DO THIS: Please gather every line of the entries below that contains the word "entrance", and list those lines in order.

TASK INPUTS:
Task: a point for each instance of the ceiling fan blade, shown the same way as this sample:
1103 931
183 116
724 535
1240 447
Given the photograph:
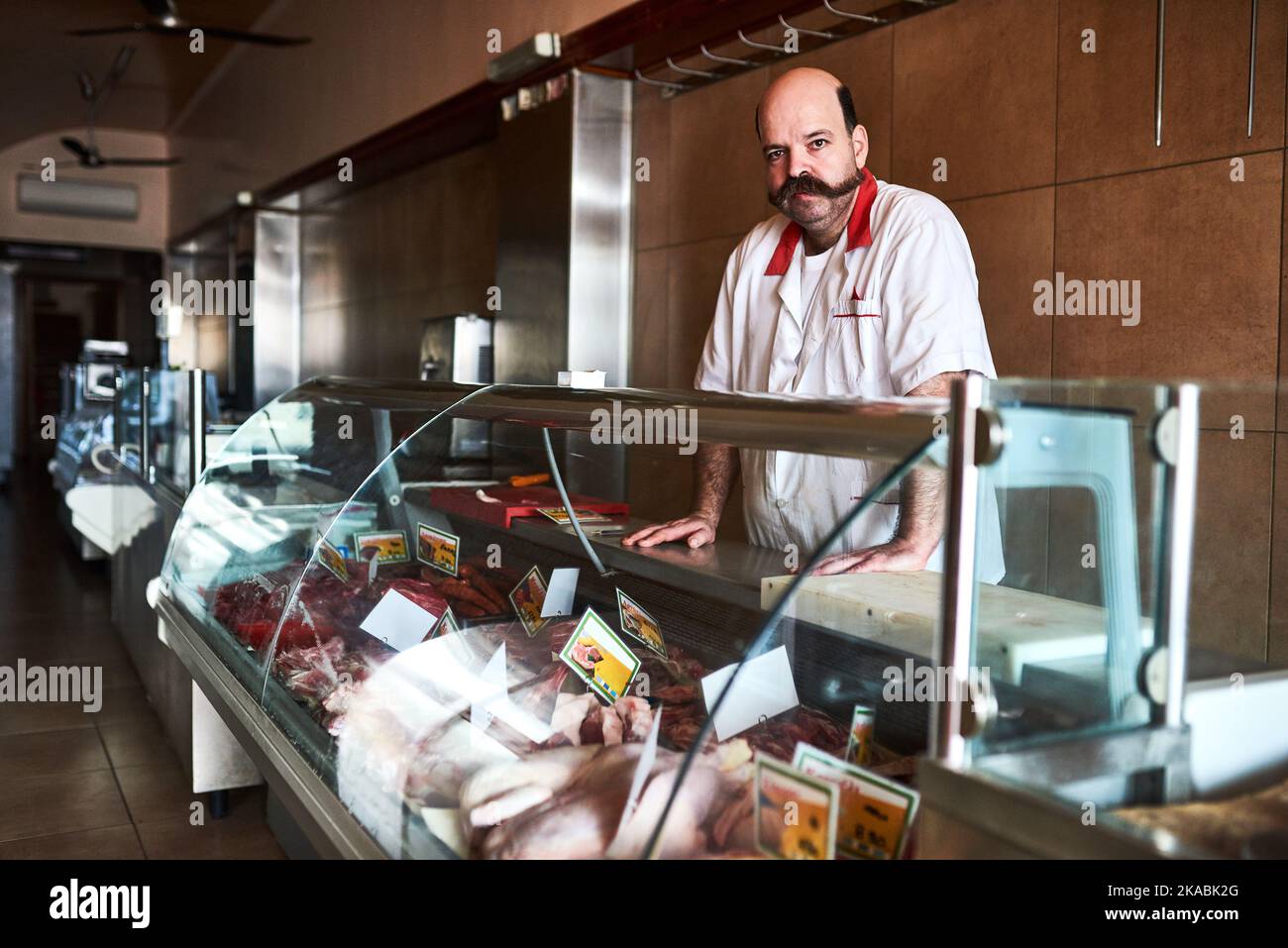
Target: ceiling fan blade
159 8
142 162
245 37
108 30
76 147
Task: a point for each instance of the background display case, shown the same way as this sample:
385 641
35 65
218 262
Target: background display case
82 455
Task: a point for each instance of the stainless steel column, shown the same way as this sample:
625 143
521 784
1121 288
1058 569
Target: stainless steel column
947 741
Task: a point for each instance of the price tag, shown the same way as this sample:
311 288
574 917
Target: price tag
764 687
398 622
561 592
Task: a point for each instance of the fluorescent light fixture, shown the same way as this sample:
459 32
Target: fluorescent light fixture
524 58
77 198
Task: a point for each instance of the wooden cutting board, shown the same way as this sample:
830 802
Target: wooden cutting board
902 610
514 501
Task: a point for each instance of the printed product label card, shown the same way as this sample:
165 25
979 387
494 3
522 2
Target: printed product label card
875 813
437 548
858 749
527 599
398 622
600 659
390 546
795 813
331 558
639 625
561 515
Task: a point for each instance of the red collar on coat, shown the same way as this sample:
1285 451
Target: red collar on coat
858 231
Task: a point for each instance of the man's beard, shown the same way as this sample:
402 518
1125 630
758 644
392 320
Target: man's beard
836 194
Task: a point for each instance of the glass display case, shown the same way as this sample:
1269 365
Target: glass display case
434 651
130 384
1145 745
85 425
175 410
369 597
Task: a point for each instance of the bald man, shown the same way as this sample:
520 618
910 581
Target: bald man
855 288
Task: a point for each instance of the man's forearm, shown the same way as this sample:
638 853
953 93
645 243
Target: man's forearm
921 497
713 473
921 507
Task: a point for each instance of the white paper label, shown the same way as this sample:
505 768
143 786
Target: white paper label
398 622
764 687
561 591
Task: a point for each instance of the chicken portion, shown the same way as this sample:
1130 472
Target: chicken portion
568 802
1245 826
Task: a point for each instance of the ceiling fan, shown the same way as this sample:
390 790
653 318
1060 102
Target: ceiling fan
163 18
95 94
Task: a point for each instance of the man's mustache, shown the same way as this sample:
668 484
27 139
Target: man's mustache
807 184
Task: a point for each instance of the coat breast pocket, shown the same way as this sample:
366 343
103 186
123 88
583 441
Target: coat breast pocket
850 348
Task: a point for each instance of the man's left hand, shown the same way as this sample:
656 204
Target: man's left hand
896 557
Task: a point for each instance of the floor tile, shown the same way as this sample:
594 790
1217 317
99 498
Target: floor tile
47 754
111 843
137 741
178 839
62 804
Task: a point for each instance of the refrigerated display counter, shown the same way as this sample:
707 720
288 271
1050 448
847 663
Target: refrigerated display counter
364 603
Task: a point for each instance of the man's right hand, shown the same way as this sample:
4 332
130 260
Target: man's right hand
695 528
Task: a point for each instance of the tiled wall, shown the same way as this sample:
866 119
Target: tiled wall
377 263
1051 167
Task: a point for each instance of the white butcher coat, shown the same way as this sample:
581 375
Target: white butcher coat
897 304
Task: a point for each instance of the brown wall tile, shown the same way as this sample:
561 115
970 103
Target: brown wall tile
1282 386
1012 239
863 63
975 84
694 275
652 140
1278 636
1231 579
1107 98
1207 254
716 181
649 316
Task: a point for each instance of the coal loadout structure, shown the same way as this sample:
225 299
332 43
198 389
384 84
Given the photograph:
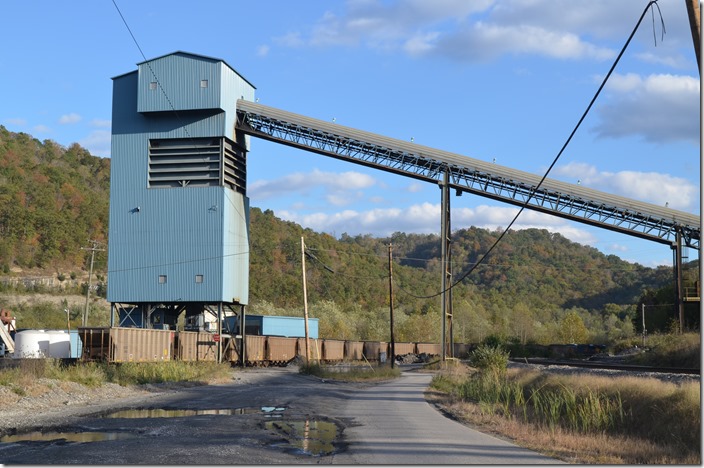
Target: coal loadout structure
179 211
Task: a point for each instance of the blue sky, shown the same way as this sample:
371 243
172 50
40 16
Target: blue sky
494 80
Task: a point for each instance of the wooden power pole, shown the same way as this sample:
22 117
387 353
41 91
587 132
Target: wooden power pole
92 249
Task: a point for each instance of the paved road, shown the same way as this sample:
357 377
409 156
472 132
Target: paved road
281 417
393 424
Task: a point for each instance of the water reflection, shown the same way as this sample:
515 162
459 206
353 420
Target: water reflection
67 436
311 437
269 411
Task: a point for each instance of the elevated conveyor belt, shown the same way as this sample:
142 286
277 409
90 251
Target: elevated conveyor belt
570 201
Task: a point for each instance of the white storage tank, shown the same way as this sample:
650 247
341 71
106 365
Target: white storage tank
59 344
31 344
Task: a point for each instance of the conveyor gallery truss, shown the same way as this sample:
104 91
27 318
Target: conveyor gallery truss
464 174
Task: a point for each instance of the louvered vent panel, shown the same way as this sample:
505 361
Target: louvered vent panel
196 162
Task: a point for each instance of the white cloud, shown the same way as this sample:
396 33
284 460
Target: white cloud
651 187
425 219
341 187
415 187
68 119
16 121
471 31
658 108
100 123
486 41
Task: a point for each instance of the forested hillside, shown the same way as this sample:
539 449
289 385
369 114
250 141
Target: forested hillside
52 201
535 287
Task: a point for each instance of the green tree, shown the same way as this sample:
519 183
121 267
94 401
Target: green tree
572 329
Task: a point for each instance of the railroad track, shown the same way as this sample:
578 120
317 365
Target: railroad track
607 365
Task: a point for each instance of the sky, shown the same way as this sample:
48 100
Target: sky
503 81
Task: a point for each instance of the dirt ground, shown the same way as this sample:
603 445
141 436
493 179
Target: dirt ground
216 436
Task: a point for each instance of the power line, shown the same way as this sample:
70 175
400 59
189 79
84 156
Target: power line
559 154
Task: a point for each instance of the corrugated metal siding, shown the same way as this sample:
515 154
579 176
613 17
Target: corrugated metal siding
333 350
140 345
175 232
288 326
177 84
429 348
196 346
354 350
403 348
280 349
235 270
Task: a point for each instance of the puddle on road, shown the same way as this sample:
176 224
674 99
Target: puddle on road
268 411
311 437
67 436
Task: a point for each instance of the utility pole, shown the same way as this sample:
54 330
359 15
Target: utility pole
642 314
305 298
391 308
92 249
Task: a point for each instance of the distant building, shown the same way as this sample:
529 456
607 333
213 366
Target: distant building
179 212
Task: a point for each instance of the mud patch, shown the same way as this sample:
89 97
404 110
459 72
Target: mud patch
77 437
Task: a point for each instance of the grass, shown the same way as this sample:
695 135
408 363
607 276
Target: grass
581 418
671 350
351 374
91 374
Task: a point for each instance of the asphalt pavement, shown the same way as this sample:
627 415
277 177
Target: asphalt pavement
393 424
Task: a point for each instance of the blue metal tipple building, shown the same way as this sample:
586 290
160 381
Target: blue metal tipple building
179 212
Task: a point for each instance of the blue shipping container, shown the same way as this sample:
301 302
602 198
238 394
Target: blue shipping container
293 327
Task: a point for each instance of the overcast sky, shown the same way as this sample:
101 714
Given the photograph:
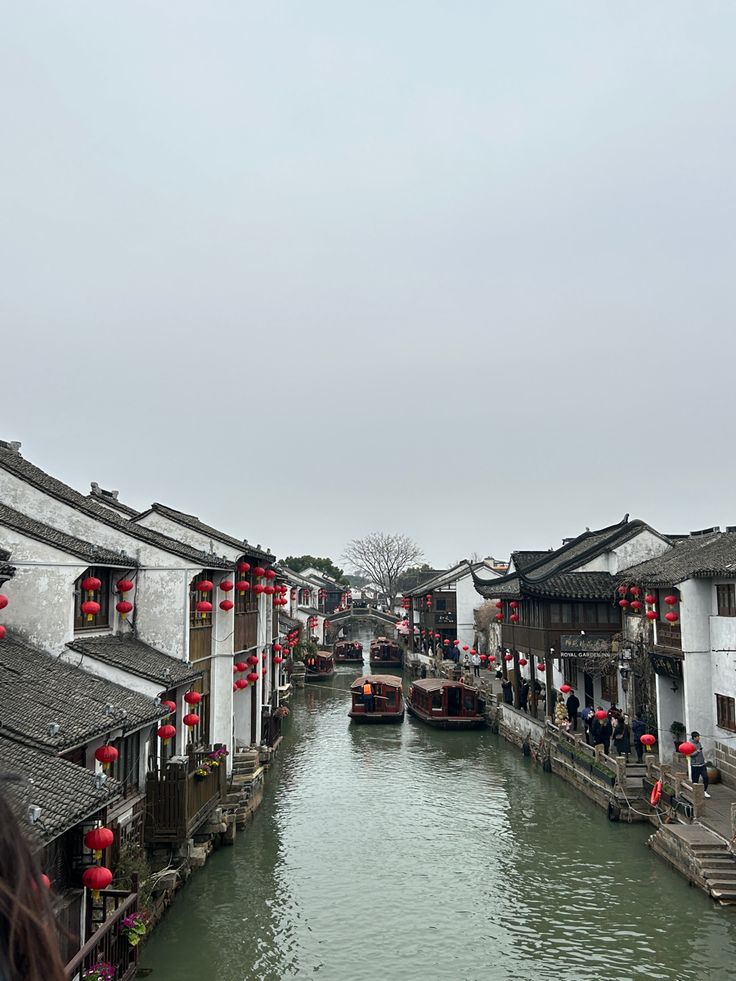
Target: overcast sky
307 270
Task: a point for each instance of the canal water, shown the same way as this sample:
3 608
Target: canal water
401 852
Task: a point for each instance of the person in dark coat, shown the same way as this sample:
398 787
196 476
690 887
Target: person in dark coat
638 727
572 705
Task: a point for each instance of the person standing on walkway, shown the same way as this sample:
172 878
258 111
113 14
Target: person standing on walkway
698 768
573 704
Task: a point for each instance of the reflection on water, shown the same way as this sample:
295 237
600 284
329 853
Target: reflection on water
406 852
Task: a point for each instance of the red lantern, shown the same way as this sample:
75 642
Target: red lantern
90 608
106 755
97 840
96 879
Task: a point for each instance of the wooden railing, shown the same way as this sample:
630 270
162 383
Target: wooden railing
179 800
107 944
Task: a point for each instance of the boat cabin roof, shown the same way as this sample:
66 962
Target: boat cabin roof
377 679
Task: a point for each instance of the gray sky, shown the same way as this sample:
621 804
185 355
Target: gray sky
472 261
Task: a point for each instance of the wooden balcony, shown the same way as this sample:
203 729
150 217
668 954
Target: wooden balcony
106 943
179 800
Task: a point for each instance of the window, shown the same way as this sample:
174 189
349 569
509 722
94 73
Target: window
726 596
97 621
726 712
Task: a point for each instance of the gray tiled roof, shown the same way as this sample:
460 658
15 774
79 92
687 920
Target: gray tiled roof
136 658
13 462
92 554
37 690
65 792
697 557
193 522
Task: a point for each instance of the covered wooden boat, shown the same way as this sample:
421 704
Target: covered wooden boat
320 666
385 653
384 704
446 704
348 652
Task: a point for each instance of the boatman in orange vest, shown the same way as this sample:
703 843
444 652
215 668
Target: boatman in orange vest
368 700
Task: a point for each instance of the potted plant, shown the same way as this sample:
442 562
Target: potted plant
678 731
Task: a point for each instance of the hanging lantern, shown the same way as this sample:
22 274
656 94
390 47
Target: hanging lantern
97 840
123 608
90 608
96 879
106 755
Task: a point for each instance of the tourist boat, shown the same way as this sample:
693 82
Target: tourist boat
385 653
388 699
320 666
348 652
446 704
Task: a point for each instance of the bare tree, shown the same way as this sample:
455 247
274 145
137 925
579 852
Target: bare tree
382 558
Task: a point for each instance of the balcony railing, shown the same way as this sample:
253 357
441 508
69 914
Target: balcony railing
106 943
179 799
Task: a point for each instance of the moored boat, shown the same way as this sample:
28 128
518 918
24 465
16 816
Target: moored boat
384 702
320 666
446 704
385 653
348 652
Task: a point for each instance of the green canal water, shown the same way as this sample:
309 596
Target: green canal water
404 852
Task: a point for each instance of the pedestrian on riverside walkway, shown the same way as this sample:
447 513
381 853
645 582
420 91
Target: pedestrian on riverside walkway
573 704
698 768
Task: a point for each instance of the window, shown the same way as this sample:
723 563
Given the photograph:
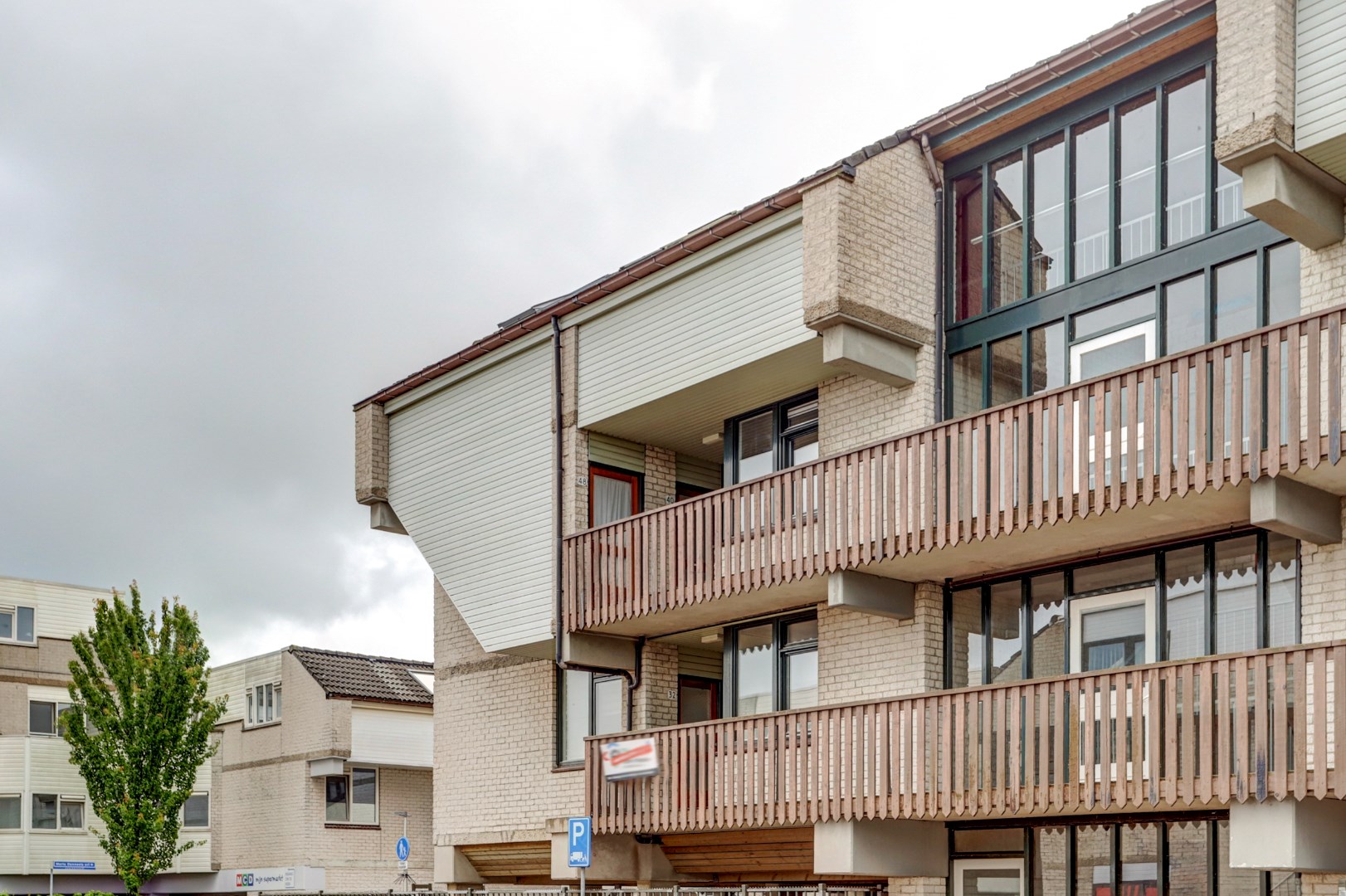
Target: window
11 811
17 625
1224 595
614 494
196 811
263 704
773 665
774 437
1090 206
588 704
53 811
46 718
353 798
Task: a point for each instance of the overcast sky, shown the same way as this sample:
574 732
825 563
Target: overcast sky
225 222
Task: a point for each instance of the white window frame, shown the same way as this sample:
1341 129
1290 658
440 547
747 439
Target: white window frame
19 829
255 704
61 801
350 796
12 611
56 718
972 864
206 826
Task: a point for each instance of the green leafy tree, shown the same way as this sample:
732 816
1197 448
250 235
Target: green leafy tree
139 728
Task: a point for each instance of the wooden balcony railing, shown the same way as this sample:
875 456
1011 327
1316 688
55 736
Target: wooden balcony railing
1173 735
1244 408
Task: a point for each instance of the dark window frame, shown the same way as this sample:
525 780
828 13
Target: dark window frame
779 650
1068 571
1151 270
781 433
595 677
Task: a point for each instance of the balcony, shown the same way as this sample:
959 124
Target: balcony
1179 735
986 491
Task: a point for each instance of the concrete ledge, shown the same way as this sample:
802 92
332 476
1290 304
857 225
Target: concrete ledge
383 519
1296 510
597 651
885 848
1296 835
454 868
872 595
1290 192
866 352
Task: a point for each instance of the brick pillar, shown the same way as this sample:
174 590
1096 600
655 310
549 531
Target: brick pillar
660 476
655 703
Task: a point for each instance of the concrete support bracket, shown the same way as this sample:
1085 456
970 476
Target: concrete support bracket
869 352
872 595
383 519
882 848
1296 510
1290 192
597 651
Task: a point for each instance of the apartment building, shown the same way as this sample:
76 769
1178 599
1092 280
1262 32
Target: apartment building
45 811
324 759
961 519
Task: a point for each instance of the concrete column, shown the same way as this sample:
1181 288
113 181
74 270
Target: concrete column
882 848
1305 835
1296 510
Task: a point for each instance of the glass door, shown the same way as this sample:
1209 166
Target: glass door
988 878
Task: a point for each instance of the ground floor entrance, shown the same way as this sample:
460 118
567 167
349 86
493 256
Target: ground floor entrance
1148 856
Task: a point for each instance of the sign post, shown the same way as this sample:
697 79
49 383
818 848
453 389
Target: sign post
579 852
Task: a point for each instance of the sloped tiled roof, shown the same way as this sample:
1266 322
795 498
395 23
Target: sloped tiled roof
359 677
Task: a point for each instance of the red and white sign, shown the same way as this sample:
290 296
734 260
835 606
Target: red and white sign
627 759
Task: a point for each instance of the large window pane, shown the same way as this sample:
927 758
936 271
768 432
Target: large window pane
1006 640
1007 370
965 382
1136 123
1050 846
1185 314
757 446
968 643
1185 595
1236 298
1007 231
755 670
1281 587
1090 192
1236 595
1283 283
801 677
575 713
967 241
1093 859
1189 859
1047 357
1185 158
1049 213
607 705
1047 606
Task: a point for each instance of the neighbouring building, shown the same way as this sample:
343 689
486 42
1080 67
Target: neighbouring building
963 519
45 811
324 757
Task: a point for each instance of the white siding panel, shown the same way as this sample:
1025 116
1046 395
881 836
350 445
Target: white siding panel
470 478
392 738
1319 71
722 315
60 610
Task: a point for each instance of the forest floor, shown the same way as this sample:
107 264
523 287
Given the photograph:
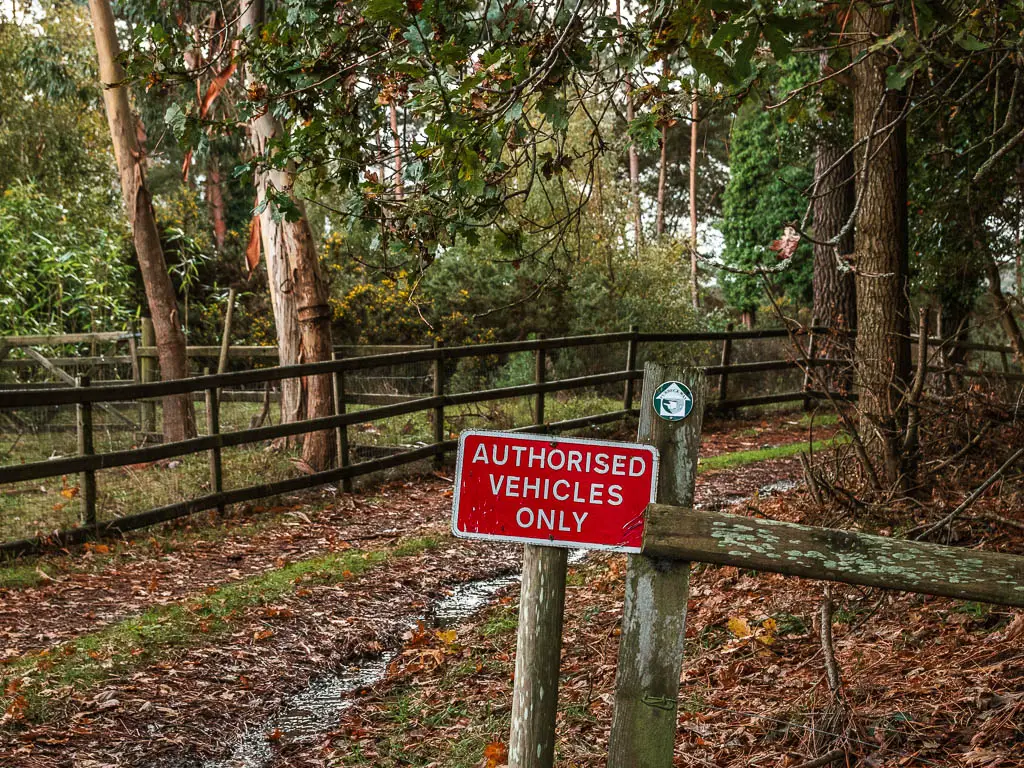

OUTPUT BELOW:
Task: a point for each instance of the ground floor entrance, shown the same way as this sample:
Target: ground floor entrance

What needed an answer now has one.